■ Exercise prompt
Copy out the entries exactly, from the first line to the last.

# # # # #

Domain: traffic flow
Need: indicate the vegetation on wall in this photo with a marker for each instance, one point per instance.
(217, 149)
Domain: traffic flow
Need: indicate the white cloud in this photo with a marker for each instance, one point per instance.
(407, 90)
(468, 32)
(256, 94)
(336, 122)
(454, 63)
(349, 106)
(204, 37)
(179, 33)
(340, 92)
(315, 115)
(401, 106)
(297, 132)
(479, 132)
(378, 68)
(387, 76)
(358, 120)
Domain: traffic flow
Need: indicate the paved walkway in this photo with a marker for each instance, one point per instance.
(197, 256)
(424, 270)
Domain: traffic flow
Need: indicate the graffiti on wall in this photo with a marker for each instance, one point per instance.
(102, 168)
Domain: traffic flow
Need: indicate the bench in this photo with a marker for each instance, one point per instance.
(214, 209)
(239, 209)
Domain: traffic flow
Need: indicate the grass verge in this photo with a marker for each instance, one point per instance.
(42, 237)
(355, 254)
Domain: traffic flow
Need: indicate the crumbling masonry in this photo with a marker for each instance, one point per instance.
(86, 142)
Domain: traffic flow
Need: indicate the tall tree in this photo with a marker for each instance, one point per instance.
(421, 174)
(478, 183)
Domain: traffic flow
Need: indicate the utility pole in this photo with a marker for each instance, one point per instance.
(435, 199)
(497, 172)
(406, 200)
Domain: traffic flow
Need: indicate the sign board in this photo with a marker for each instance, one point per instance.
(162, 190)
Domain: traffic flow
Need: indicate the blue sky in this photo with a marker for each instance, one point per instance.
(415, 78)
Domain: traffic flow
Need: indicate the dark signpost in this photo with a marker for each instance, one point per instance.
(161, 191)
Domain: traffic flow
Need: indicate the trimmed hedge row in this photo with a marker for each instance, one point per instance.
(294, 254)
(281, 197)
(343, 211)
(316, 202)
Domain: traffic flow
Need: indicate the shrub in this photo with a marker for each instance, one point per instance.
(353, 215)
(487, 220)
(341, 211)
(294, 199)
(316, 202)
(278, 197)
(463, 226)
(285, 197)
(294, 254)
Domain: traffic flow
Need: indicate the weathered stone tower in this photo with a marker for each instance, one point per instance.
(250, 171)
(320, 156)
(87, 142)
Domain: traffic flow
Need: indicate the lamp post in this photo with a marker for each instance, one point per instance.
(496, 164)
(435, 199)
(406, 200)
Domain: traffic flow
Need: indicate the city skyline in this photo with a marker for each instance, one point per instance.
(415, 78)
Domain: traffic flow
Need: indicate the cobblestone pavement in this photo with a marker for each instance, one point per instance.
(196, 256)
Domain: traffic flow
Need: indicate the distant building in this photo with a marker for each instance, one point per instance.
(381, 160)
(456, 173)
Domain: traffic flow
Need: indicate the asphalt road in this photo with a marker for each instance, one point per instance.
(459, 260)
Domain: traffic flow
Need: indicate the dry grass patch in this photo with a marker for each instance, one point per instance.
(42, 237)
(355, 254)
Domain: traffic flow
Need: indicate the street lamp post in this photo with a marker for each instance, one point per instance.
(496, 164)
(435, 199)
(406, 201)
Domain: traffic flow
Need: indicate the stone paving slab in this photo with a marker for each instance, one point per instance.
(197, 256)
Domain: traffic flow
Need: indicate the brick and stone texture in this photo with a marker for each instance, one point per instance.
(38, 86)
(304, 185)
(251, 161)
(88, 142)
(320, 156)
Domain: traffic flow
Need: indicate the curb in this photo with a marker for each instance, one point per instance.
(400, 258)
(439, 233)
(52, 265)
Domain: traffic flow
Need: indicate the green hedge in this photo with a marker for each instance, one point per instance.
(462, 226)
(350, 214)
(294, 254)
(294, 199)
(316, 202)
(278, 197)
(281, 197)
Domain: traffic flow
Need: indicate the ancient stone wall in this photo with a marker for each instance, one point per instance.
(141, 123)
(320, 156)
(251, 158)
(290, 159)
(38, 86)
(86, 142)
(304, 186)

# # # # #

■ Written response
Domain: traffic flow
Need: indicate the vegetation on wall in this photo with a marker for each instance, one point per instance.
(217, 149)
Domain: traffic flow
Need: indicate the white cloud in this photo with a marker for each instance, one point per instance.
(407, 90)
(468, 32)
(256, 94)
(336, 122)
(454, 63)
(349, 106)
(204, 37)
(179, 33)
(340, 92)
(315, 115)
(401, 106)
(297, 132)
(479, 132)
(378, 68)
(387, 76)
(358, 120)
Domain: traffic flow
Need: indicate the paved walkway in this photo with a marker for each instance, one point per instance.
(197, 256)
(424, 270)
Domain: traffic flow
Need: indicate the graffiti on wall in this photo with a marker for each instance, one point per instance.
(102, 168)
Domain: traffic flow
Need: indicate the bench in this photo with a marker for each instance, one point per instance.
(214, 209)
(239, 209)
Domain: traffic flow
Need: indicate the grass verge in this photo with a marker for each instance, one point per instance.
(42, 237)
(355, 254)
Domain: traffic flow
Need: indicate the crumbling masonry in this photo with a marker for each instance, one point per instance.
(86, 142)
Domain: traffic flow
Need: indicate the tall tree in this photo with a marker for each instance, one point per instance.
(421, 174)
(478, 183)
Domain: traffic flow
Need: indicate the utility pole in this photo with a marker for each instance, one point per instance.
(435, 199)
(497, 172)
(406, 200)
Domain: traffic flow
Need: indicate the sign board in this photo with a marker for each instance, one point per instance.
(162, 190)
Domain: traffic flow
Need: indicate the blue sky in this photo with a marker for each instance, one point per instance.
(415, 78)
Domain: traffic flow
Need: indicate the dark signpost in this photo with a marker for each instance, one point per instance.
(161, 191)
Domain: traffic flow
Need: indicate the trimmed hedge row in this photo with a marker for each instance, one point per instance.
(294, 254)
(281, 197)
(343, 211)
(316, 202)
Domain: traffic flow
Need: indicate the shrub in this photo with a marker for each instance, one point per instance.
(353, 215)
(487, 220)
(341, 211)
(294, 199)
(316, 202)
(278, 197)
(463, 226)
(285, 197)
(294, 254)
Domain: traffic flow
Need: indicate the weathered stone tower in this photo with a marker for each instance, one point per instance.
(250, 171)
(320, 156)
(87, 142)
Domain: traffic flow
Need: indicate the lamp post in this photo with a marker for each instance, one point per instance.
(496, 164)
(435, 199)
(406, 200)
Domain: traffic flow
Need: indicate the city skyline in this photo with a marker for each instance, one point per instance.
(415, 78)
Domain: traffic flow
Need: indicate the cobblestone pavement in this photo with a marker for each instance, one point per instance.
(196, 256)
Domain: traffic flow
Need: indicate the distant building in this photo with a marker for each instance, one point per instance.
(381, 160)
(456, 173)
Domain: traffic flow
Need: indicate the asphalt road in this photo with a marker for each instance, one point per instance.
(459, 260)
Domain: traffic flow
Need: indicate the dry grass patch in this photo with a marker for each instance, one point per instance.
(42, 237)
(355, 254)
Domain: traffic flow
Need: indicate the street lamp post in this photo with a marker for each instance, one point per instance.
(496, 164)
(435, 199)
(406, 201)
Domain: traffic flow
Need: indicate the stone paving slab in this photo with a marker for each instance, one point per instance.
(197, 256)
Domain: traffic flow
Need: indicate the brick and stone texture in this photo with a marker for each instance, one point per instance.
(38, 86)
(304, 185)
(251, 161)
(88, 142)
(320, 156)
Domain: traffic flow
Need: indicate the curb in this photo with a marker for each instance, one point per instance.
(400, 258)
(439, 233)
(52, 265)
Domain: traffic flow
Need: indicate the green hedge in this photo with a marker for each instance, one point per instance.
(462, 226)
(350, 214)
(294, 254)
(294, 199)
(316, 202)
(278, 197)
(281, 197)
Domain: traffic flow
Need: indicate the ancient stone wall in this photo with a marker for each instance, one point per instance.
(141, 123)
(320, 156)
(251, 158)
(290, 159)
(38, 86)
(86, 142)
(304, 186)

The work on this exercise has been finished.